:: How to complete this task ::
Some entries follow. Reproduce exactly the lines starting at the one with "The endpoint marks every instance of the tree trunk" and stopping after the one with "The endpoint marks every instance of the roadside".

#### Supplied information

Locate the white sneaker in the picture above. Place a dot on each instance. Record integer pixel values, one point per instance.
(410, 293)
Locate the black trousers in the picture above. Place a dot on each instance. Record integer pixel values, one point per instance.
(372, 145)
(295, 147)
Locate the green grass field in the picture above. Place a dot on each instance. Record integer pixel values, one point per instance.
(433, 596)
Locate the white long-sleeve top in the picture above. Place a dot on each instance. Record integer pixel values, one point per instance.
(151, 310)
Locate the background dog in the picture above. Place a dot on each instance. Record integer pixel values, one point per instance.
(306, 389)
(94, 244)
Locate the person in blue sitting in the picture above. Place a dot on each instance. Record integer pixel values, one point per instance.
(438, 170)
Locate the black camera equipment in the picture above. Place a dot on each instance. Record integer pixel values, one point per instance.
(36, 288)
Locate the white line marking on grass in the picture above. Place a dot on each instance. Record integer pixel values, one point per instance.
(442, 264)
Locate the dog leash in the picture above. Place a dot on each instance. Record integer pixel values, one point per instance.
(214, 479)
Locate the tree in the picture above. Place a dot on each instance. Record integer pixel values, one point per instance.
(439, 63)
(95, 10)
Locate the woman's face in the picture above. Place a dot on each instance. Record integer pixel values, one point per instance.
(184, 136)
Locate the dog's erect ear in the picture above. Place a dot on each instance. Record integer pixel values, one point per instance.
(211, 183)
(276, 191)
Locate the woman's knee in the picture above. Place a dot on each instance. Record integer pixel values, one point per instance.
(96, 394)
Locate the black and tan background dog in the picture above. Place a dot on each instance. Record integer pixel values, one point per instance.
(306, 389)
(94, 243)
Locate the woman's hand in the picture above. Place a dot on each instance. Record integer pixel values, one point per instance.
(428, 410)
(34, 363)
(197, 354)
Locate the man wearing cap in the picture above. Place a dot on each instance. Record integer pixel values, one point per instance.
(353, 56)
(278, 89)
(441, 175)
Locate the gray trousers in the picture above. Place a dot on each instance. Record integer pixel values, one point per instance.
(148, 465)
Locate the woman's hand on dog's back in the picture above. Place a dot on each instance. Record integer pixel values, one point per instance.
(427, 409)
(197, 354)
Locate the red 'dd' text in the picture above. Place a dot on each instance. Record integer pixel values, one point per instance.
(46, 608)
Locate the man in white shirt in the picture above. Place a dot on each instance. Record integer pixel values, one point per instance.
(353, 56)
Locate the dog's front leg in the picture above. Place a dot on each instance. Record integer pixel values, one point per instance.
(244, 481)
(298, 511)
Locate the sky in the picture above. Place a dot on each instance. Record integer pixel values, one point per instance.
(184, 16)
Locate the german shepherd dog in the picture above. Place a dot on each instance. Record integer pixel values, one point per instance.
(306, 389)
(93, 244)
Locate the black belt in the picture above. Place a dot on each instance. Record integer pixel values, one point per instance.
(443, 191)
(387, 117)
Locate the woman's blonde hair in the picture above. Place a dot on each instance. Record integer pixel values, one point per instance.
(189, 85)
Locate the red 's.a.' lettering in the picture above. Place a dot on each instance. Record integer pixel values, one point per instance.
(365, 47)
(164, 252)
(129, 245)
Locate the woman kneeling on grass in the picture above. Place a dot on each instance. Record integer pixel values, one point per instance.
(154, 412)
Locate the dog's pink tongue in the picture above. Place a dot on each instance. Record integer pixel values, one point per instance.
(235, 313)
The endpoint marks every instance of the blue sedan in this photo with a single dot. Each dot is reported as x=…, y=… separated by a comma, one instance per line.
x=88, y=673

########
#### Supplied information

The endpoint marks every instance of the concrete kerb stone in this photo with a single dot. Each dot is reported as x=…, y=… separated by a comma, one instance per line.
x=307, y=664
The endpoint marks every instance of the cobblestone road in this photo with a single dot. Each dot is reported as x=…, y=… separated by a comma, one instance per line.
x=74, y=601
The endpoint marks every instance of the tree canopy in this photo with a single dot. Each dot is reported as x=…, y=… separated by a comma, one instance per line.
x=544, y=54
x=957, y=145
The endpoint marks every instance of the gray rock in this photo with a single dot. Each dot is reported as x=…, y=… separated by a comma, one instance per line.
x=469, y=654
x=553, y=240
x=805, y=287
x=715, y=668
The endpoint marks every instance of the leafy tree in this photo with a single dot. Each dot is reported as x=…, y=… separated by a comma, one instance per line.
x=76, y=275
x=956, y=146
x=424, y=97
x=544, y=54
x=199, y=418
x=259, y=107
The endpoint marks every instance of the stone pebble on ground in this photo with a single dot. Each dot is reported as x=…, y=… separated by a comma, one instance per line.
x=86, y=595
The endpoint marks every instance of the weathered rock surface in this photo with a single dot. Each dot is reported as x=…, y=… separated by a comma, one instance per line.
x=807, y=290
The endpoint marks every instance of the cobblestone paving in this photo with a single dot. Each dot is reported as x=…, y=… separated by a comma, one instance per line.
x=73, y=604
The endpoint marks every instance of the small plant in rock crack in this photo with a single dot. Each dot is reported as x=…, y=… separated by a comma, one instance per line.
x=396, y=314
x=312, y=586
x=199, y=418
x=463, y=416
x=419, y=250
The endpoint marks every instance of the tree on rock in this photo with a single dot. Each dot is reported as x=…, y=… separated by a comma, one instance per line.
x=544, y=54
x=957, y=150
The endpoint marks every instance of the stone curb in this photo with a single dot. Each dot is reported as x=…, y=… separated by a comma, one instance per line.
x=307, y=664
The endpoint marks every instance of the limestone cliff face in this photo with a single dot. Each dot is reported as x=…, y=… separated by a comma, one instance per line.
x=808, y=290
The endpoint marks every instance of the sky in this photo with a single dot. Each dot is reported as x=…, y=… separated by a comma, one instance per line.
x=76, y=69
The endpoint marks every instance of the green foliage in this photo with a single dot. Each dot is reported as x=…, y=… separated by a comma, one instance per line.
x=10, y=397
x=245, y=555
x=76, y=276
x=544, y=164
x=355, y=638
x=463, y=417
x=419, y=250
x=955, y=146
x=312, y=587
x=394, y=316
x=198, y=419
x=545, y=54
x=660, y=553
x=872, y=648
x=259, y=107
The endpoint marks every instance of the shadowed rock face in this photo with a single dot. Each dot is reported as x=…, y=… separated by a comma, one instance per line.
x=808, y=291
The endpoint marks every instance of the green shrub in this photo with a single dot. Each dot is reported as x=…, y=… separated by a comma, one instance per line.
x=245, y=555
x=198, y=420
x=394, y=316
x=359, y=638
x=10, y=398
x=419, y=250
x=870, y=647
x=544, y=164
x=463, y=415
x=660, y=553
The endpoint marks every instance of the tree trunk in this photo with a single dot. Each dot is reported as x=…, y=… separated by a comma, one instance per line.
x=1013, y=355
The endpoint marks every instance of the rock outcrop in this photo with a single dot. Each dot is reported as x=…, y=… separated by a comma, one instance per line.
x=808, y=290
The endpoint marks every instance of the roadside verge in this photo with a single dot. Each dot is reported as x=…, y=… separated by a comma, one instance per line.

########

:: Completed task ::
The endpoint marks every instance of the tree trunk in this photo with a single dot. Each dot is reported as x=…, y=… separated by a comma, one instance per line.
x=1013, y=355
The endpoint marks every instance of the rock outcrop in this photo with a single dot. Each dot is reported as x=…, y=… separated by a comma, one instance per line.
x=808, y=290
The endpoint marks every instance of the roadside verge in this photo with a single dot. Each dot is reported as x=…, y=… separated by a comma, one instance per line.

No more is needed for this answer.